─── Supplied passage ───

Stone


Select Stone Surname Genealogy

Here are some Stone stories and accounts over the years:

Nicholas Stone, Master Mason


Nicholas Stone was born in 1586 in Devon, probably at Woodbury near Exeter, the son of a quarryman.  His father died in 1617, according to this plaque in Sidbury church: 

“An epitaph upon the life and death of John Stone, freemason,
Who departed this life on the first of January, 1617
And lyeth here under buried. 
On our great corner stone this Stone relied,
For blessing to his building loving most, 
To build God’s Temples, in which works he died, and lived the Temple, of the Holy Ghost,
In whose loved life is proved and honest fame, God can of Stones raise seed to Abraham.” 

Nicholas moved to London and served for two years as an apprentice and for a further year as a journeyman under the sculptor Isaac James.  Then he quickly established a successful workshop in London.  He was appointed master mason to James I in 1619 and to Charles I in 1626.  He was the mason responsible for the building of Inigo Jones’ Banqueting Hall in Whitehall. 

By the end of the 1620’s he had become England's leading sculptor in stone and marble.  He retained this pre-eminence until the end of his working life at the outbreak of the Civil War in the 1640's.



Stones in Wedmore, Somerset

The villagers of Wedmore were keen single stick players.  Single stick could be a brutal game as the stick was used to beat the opponent’s head which he tried to protect with the guard on his left hand. 

Among the players were the sons of Edward Stone, the village butcher who lived between 1760 and 1840. There were also the brothers William and John Stone Wall, the offspring of the marriage of Jeremiah Wall and Ann Stone. 

The Stone name in Wedmore can be traced back to the early 1400's.


Edward Stone of Princes Risborough

The Stones had been farming in Princes Risborough in Buckinghamshire from the time of Ralph Stone in 1580. They might be described as well-to-do gentleman farmers, affluent enough to be able to send their son to Oxford University.  Edward Stone graduated there in 1720 and later served as a chaplain and Justice of the Peace in Oxfordshire. 

He had a scientific bent to him, which he used to experiment with wild barks.  He gathered and dried a pound of willow bark, creating a powder which he gave to about fifty persons.  It was consistently found to be a ‘powerful astringent and very efficacious in curing agues and intermitting disorders.’  He had discovered salicylic acid, the active ingredient in aspirin.   In 1763 he sent a letter announcing his discovery to the President of the Royal Society.   The letter survives to this day.



William Stone's Escapades in Maryland


William Stone and his wife Verlinda came to Maryland in 1648.  With civil war still raging in England and with many new Protestant settlers in Maryland, Lord Baltimore wanted to appoint a Protestant Governor.  He chose William Stone, probably to reward Stone for promising to bring hundreds of settlers to Maryland.  Stone served as Governor for six years until the time the radical Puritans gained control of the government and began to pass laws which restricted religious freedom. 

Stone decided to fight back.  He organized about a hundred supporters and marched against the rebels in the Battle of Severn.  He was greatly outnumbered and, after losing nearly half his men and being wounded in the shoulder, Stone surrendered.  He was made a prisoner and held for over a month.

─── Given entries ───

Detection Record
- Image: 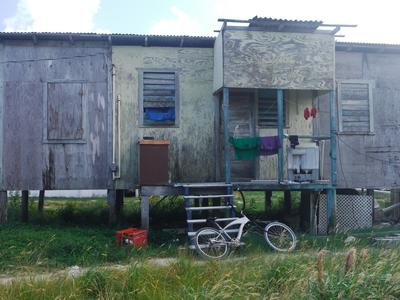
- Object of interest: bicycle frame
[215,214,251,242]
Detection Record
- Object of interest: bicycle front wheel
[194,227,229,259]
[264,222,297,252]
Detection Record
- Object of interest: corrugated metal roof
[336,42,400,53]
[249,16,323,32]
[0,32,215,48]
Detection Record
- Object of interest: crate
[115,228,147,248]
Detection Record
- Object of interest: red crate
[115,228,147,248]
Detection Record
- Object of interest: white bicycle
[194,191,297,259]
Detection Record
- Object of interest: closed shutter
[258,90,286,128]
[142,72,176,125]
[338,82,373,133]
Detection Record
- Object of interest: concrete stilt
[140,196,150,230]
[107,189,118,225]
[0,191,7,225]
[38,190,44,212]
[21,190,29,223]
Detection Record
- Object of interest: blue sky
[0,0,400,44]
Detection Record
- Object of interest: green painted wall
[112,46,215,189]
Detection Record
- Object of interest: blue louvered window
[142,71,177,126]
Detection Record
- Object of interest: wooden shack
[0,17,400,234]
[318,43,400,189]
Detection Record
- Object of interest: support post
[115,190,125,221]
[222,88,231,183]
[38,190,44,212]
[299,190,311,231]
[277,89,284,183]
[0,191,7,225]
[327,91,337,232]
[140,195,150,230]
[390,189,400,220]
[21,190,29,223]
[283,191,292,214]
[264,191,272,212]
[107,189,117,225]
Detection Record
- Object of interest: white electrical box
[287,145,319,182]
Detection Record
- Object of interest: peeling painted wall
[112,46,215,188]
[317,51,400,188]
[0,41,111,190]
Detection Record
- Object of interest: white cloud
[148,6,204,35]
[4,0,106,32]
[210,0,400,44]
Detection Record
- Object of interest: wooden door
[229,92,255,181]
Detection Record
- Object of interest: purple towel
[260,136,281,155]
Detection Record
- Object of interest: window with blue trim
[142,71,177,126]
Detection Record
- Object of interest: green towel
[229,137,261,160]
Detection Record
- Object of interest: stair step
[175,182,232,188]
[188,229,239,237]
[186,206,232,210]
[187,218,239,224]
[184,195,233,199]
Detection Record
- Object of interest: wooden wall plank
[0,41,111,190]
[223,29,334,90]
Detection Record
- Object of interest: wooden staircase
[181,182,238,244]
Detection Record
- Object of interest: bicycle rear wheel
[194,227,229,259]
[264,222,297,252]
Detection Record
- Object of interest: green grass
[0,249,400,299]
[0,193,400,299]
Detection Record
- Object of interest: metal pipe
[319,24,358,27]
[327,90,337,232]
[222,87,231,183]
[277,89,284,183]
[111,65,121,180]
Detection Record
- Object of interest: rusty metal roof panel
[0,32,215,48]
[249,16,323,33]
[336,42,400,53]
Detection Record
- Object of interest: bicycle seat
[206,217,217,225]
[254,219,271,226]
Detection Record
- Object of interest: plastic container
[115,228,147,248]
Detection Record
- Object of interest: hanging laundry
[310,106,318,119]
[304,107,310,120]
[229,137,260,160]
[289,135,299,149]
[260,136,282,155]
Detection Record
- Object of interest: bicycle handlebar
[230,190,246,215]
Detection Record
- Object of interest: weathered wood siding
[317,51,400,188]
[257,90,316,180]
[112,46,215,188]
[223,29,335,90]
[0,41,111,190]
[213,33,224,92]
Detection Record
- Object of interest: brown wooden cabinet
[138,140,170,185]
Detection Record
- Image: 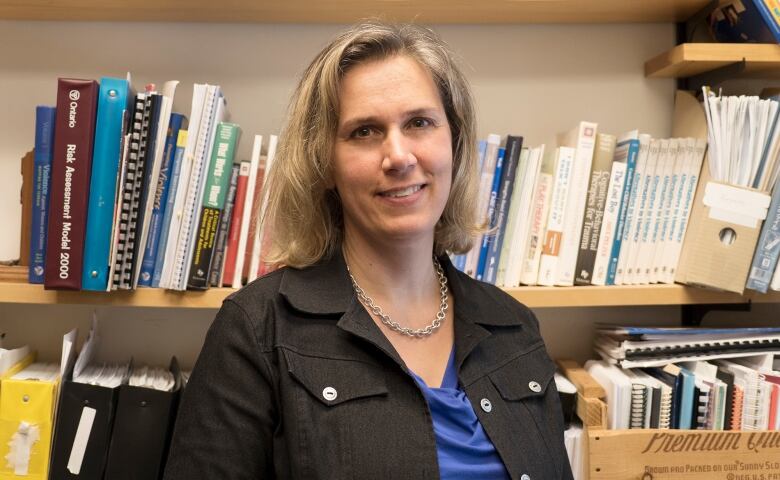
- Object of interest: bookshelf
[0,0,709,24]
[645,43,780,78]
[0,282,780,309]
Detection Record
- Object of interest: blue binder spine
[138,113,184,287]
[81,77,131,291]
[28,106,56,283]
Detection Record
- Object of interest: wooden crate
[559,362,780,480]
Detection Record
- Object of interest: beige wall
[0,22,756,366]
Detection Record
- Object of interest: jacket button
[322,387,339,402]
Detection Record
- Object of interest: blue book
[81,77,131,291]
[152,128,187,288]
[605,134,639,285]
[477,148,506,280]
[28,106,56,283]
[453,140,487,272]
[484,135,523,285]
[138,113,184,287]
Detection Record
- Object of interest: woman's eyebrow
[339,107,442,129]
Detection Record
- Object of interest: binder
[105,357,182,480]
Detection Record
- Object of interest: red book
[43,78,99,290]
[222,162,250,285]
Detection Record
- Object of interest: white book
[247,135,278,282]
[166,85,219,290]
[648,138,685,283]
[174,92,227,290]
[657,138,696,283]
[464,133,501,278]
[635,139,669,285]
[133,80,179,289]
[520,151,555,285]
[666,138,707,283]
[591,162,628,285]
[537,147,574,286]
[496,148,529,287]
[504,145,544,287]
[233,135,263,289]
[615,133,652,285]
[555,122,598,286]
[160,83,208,288]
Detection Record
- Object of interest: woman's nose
[382,131,417,173]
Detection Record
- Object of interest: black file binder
[105,357,181,480]
[49,369,125,480]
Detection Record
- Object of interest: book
[209,163,240,287]
[484,135,523,285]
[81,77,132,292]
[475,147,506,280]
[138,113,186,287]
[28,106,56,283]
[555,122,598,286]
[43,78,98,290]
[187,122,241,290]
[574,133,617,285]
[231,135,265,288]
[606,130,639,285]
[537,147,575,286]
[219,161,251,286]
[520,151,555,285]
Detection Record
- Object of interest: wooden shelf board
[0,283,780,308]
[0,0,708,24]
[645,43,780,78]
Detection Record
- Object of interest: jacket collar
[279,248,522,326]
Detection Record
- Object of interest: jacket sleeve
[164,300,277,480]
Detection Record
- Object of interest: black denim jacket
[165,253,572,480]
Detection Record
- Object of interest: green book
[187,122,241,290]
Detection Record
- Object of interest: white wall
[0,22,744,366]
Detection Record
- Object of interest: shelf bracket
[682,300,753,327]
[684,58,747,94]
[677,0,720,43]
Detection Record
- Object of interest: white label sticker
[68,407,97,475]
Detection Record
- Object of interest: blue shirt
[412,348,509,480]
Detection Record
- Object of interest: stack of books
[29,77,276,291]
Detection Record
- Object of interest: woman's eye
[410,118,431,128]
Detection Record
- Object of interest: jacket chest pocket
[282,349,388,479]
[488,347,568,479]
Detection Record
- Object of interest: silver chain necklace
[347,257,449,338]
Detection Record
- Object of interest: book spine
[746,172,780,293]
[574,133,616,285]
[753,0,780,43]
[484,135,523,285]
[28,106,56,283]
[43,78,98,290]
[138,113,184,287]
[537,147,574,286]
[222,161,251,286]
[477,148,506,280]
[81,78,129,292]
[606,139,639,285]
[187,123,241,289]
[209,163,239,287]
[555,122,598,286]
[152,129,187,288]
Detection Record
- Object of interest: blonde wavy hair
[260,21,483,268]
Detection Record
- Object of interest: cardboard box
[675,159,771,294]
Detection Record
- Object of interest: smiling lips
[379,185,425,198]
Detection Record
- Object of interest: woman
[165,23,571,480]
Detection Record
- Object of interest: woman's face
[333,55,452,249]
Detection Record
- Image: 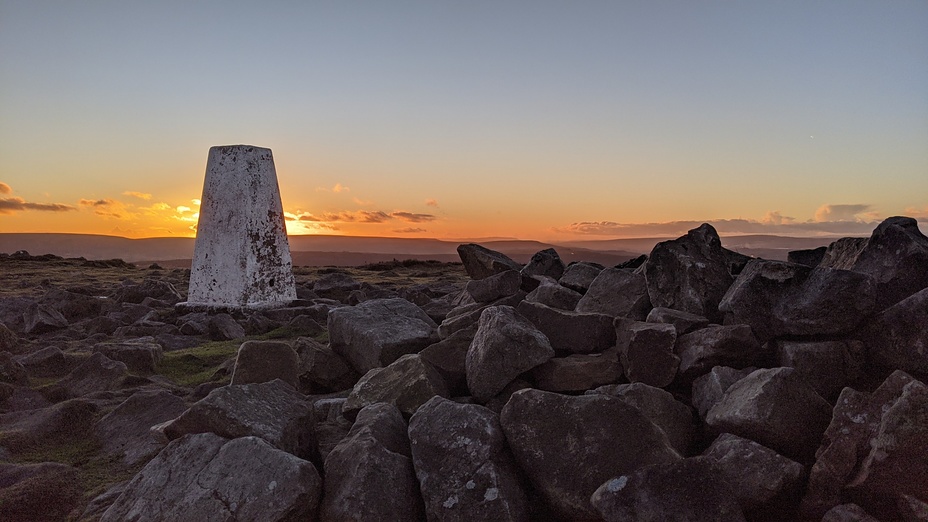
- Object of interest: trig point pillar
[180,145,296,309]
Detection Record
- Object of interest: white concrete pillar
[181,145,296,308]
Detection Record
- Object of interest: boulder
[773,340,865,401]
[516,301,615,353]
[159,379,315,459]
[465,305,554,402]
[231,341,300,389]
[56,352,129,398]
[522,248,565,279]
[465,270,522,303]
[0,462,81,522]
[328,298,439,374]
[703,433,805,518]
[706,368,831,463]
[458,243,522,279]
[93,338,164,373]
[525,278,583,310]
[677,324,767,381]
[719,259,876,343]
[532,348,622,392]
[865,288,928,375]
[207,314,245,341]
[576,268,651,321]
[692,366,757,420]
[643,223,746,322]
[500,389,680,520]
[93,391,187,466]
[616,316,680,388]
[343,353,449,419]
[100,433,322,522]
[819,216,928,310]
[558,261,603,294]
[802,370,915,518]
[591,457,745,522]
[320,403,422,520]
[293,337,361,393]
[23,303,68,335]
[409,397,529,521]
[587,383,696,455]
[645,308,709,337]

───

Stated goal
Answer these questions from the Stone family accounts:
1. In what year was Nicholas Stone appointed master mason to Charles I?
2. What did Edward Stone of Princes Risborough gather and dry to make his powder?
3. About how many supporters did William Stone lead in the Battle of Severn?

Result
1. 1626
2. A pound of willow bark
3. About a hundred